[begin RAW DATA]

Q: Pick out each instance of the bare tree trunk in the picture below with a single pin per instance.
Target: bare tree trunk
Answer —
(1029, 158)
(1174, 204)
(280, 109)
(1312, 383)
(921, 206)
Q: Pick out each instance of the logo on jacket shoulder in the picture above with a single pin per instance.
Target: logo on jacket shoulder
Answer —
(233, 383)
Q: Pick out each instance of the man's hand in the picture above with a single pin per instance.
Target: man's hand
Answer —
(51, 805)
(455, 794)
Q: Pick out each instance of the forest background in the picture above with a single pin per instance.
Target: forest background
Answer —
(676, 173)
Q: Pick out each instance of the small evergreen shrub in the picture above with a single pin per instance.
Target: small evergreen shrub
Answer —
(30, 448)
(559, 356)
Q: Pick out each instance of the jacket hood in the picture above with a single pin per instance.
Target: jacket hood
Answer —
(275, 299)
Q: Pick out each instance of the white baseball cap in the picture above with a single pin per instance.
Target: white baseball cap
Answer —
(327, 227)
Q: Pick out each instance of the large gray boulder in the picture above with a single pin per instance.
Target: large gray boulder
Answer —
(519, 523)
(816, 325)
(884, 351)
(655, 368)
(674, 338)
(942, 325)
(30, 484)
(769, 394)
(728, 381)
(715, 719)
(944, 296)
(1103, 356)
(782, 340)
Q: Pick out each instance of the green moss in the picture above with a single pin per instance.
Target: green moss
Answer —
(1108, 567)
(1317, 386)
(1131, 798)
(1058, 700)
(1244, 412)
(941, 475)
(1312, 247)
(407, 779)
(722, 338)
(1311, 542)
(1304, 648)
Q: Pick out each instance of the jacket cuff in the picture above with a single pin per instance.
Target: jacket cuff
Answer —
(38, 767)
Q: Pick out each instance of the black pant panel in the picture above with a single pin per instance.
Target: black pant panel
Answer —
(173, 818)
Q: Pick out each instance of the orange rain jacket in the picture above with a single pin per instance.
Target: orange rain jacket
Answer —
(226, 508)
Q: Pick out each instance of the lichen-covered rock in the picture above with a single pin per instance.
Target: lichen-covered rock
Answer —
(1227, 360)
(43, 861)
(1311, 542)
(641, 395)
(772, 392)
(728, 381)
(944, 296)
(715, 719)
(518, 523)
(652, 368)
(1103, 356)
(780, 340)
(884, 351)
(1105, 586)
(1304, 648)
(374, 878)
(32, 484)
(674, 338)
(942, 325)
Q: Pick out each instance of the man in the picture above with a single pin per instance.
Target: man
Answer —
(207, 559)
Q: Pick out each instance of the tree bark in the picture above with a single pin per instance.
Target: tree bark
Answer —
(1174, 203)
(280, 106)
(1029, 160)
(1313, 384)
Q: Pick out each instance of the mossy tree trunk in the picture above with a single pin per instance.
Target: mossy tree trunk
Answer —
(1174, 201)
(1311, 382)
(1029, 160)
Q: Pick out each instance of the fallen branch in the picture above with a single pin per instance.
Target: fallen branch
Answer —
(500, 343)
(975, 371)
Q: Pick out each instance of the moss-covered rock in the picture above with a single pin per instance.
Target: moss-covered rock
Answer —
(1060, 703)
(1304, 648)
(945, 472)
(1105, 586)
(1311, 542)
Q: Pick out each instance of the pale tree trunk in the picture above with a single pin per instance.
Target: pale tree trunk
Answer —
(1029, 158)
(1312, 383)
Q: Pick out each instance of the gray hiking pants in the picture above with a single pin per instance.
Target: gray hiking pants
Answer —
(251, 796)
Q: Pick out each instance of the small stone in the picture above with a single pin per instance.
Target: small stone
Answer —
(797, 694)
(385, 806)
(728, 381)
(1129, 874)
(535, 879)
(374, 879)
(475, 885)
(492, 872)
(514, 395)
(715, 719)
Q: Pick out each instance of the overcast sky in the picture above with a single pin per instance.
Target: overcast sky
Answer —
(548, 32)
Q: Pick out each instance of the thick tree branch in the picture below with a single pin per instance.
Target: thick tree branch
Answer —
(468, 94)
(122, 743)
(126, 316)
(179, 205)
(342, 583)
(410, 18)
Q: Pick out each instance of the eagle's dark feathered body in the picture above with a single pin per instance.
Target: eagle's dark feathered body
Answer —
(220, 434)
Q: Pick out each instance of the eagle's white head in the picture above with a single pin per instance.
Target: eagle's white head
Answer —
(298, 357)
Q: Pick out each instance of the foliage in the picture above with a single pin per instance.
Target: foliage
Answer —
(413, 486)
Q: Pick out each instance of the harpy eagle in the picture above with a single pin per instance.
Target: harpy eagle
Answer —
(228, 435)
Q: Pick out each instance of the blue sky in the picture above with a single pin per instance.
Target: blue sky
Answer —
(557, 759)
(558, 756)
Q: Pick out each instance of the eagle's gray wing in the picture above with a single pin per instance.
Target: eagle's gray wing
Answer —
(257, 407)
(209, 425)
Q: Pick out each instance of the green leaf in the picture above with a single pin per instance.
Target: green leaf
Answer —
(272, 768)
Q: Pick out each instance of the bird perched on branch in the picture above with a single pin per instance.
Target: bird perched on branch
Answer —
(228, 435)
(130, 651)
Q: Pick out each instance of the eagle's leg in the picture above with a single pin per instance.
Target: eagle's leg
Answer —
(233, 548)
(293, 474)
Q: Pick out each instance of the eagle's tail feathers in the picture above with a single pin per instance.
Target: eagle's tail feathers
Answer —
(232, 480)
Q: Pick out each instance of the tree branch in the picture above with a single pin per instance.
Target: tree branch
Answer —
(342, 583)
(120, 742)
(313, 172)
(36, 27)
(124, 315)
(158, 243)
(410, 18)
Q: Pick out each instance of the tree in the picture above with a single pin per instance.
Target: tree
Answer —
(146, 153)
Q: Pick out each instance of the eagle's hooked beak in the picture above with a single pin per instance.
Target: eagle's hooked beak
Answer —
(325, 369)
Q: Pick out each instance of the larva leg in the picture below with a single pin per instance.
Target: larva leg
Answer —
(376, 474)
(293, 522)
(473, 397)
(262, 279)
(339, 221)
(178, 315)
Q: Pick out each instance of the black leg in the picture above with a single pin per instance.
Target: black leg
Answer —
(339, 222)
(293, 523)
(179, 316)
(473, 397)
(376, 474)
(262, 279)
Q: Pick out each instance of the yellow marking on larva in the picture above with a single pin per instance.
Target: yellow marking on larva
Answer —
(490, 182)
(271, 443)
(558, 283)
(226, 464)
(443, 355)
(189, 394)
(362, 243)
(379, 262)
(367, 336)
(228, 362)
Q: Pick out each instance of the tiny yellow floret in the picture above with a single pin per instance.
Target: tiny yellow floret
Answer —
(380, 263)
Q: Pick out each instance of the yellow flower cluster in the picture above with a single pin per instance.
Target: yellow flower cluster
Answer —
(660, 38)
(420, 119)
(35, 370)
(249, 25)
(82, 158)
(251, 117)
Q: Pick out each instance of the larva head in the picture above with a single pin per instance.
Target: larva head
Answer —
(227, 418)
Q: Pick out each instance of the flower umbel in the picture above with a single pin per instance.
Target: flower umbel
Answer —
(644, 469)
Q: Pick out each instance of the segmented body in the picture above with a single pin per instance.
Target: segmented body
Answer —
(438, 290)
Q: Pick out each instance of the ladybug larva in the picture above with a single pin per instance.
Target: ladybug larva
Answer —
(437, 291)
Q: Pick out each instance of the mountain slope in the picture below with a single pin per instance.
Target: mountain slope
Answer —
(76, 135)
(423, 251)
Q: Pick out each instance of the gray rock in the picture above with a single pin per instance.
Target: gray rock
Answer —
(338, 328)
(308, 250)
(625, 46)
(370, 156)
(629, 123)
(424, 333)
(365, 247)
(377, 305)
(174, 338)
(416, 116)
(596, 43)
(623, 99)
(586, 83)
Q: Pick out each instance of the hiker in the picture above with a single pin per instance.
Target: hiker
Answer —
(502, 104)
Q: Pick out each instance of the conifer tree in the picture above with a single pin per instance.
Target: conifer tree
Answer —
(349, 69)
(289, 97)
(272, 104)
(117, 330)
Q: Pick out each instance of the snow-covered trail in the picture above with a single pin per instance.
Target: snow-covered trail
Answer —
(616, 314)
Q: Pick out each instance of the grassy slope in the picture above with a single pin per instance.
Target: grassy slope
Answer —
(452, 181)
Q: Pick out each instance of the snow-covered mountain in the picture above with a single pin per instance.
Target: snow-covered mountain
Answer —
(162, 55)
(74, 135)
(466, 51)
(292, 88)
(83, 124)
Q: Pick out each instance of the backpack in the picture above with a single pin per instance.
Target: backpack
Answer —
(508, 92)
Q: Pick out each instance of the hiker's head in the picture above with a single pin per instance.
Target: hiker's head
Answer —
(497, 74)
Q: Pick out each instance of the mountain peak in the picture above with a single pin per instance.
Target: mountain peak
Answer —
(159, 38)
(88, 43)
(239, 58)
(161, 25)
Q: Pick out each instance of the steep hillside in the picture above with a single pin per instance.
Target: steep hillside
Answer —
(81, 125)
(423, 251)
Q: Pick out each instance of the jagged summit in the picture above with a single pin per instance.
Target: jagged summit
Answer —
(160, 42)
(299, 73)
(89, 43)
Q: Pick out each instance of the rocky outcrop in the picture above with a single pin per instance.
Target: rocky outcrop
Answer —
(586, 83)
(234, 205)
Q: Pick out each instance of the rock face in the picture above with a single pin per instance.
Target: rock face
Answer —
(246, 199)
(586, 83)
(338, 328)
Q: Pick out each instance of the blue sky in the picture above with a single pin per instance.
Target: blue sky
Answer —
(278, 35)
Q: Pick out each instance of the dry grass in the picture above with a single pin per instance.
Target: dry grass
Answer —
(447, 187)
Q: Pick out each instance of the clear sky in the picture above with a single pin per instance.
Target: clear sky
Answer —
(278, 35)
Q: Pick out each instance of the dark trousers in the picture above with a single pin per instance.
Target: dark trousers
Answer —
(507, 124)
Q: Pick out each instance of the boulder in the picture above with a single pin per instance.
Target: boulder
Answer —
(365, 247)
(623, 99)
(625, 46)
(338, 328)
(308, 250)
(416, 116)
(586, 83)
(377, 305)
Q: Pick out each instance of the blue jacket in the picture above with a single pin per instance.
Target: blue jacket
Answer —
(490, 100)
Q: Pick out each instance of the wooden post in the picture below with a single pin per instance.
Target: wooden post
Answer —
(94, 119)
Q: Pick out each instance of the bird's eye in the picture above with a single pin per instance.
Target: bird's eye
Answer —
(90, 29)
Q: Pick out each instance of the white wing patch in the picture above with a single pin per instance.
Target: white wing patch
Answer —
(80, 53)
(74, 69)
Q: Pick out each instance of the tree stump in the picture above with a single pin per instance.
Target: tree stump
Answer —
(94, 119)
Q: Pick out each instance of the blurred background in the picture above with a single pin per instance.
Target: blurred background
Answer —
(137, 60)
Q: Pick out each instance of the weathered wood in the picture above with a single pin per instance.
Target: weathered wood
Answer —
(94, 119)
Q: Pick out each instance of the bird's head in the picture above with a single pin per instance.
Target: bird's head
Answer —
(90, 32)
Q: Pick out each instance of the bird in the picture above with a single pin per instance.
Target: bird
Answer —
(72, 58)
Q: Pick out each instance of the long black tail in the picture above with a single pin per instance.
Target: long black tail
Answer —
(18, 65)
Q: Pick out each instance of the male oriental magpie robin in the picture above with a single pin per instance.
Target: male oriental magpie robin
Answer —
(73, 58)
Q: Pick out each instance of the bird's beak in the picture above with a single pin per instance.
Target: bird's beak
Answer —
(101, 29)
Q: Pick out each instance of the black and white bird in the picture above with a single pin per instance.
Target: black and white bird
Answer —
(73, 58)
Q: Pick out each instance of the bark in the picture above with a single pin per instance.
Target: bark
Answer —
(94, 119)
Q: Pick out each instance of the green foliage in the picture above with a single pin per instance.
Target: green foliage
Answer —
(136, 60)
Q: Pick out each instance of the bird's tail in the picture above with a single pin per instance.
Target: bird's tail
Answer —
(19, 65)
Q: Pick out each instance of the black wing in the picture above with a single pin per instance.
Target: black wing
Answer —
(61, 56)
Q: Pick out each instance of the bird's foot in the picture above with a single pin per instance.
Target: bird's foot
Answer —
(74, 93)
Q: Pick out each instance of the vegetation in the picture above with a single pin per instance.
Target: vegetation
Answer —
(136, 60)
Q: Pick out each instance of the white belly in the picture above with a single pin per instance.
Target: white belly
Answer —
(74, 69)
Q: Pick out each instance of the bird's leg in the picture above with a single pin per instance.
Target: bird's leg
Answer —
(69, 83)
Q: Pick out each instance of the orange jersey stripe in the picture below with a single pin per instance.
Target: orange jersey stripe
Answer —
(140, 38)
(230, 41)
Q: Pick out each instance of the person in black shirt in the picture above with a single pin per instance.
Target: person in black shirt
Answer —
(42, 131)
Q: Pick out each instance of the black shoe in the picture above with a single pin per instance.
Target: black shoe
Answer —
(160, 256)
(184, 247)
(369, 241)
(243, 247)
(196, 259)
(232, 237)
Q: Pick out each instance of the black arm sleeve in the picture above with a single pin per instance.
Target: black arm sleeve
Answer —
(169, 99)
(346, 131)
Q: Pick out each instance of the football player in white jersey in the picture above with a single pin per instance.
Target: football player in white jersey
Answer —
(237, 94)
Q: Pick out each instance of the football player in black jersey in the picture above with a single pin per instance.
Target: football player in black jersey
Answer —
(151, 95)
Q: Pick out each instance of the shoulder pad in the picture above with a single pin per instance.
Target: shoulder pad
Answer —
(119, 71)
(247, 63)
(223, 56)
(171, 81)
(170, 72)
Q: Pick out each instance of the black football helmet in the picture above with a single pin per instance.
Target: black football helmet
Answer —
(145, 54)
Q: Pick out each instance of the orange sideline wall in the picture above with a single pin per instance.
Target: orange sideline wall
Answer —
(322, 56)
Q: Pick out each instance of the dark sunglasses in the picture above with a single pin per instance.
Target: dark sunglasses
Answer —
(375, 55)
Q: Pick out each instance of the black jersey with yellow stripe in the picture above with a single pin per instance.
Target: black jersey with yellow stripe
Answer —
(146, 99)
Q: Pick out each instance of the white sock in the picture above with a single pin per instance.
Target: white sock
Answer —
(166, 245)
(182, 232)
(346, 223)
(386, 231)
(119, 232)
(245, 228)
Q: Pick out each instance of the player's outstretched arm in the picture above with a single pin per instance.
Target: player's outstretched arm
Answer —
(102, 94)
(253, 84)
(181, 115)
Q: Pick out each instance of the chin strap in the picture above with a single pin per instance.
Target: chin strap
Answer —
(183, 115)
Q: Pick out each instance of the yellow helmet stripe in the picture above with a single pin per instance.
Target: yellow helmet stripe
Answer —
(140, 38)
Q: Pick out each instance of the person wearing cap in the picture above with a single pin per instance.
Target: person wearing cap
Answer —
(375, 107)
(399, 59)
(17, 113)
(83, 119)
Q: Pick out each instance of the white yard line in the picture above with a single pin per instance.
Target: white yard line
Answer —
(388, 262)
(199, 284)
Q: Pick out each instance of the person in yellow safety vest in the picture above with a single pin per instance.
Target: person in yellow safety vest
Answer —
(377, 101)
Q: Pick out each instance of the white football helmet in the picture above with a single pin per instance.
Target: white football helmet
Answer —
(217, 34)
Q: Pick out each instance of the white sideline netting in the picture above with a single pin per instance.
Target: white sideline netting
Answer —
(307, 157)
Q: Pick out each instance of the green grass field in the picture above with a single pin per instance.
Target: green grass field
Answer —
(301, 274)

[end RAW DATA]

▶ [REQUEST] Begin at the line containing "Q: Pick out each instance of the person wearing" and reproduce each line through the end of the records above.

▶ [FINISHED TASK]
Q: Pick out each instance of the person wearing cap in the picture above with a single pin per instance.
Target: person wearing cap
Answer —
(375, 107)
(399, 59)
(17, 113)
(83, 119)
Q: Pick out each instance of the white yard line in the picture above with a single pin per instance.
Target: white yard line
Answer —
(388, 262)
(199, 284)
Q: Pick out each instance of the person in yellow safety vest in the picture above with a single pin per instance.
Target: person in yellow safety vest
Answer —
(377, 101)
Q: Pick out each instance of the white football helmet in the picture above with a single pin per instance.
Target: white football helmet
Answer —
(217, 34)
Q: Pick out each instance of the white sideline netting in the picture above with a single pin per instance.
Target: white sideline netting
Answer —
(307, 157)
Q: Pick out each instance of the green grass field in the picture above with a single pin per instance.
Target: green grass field
Answer —
(301, 274)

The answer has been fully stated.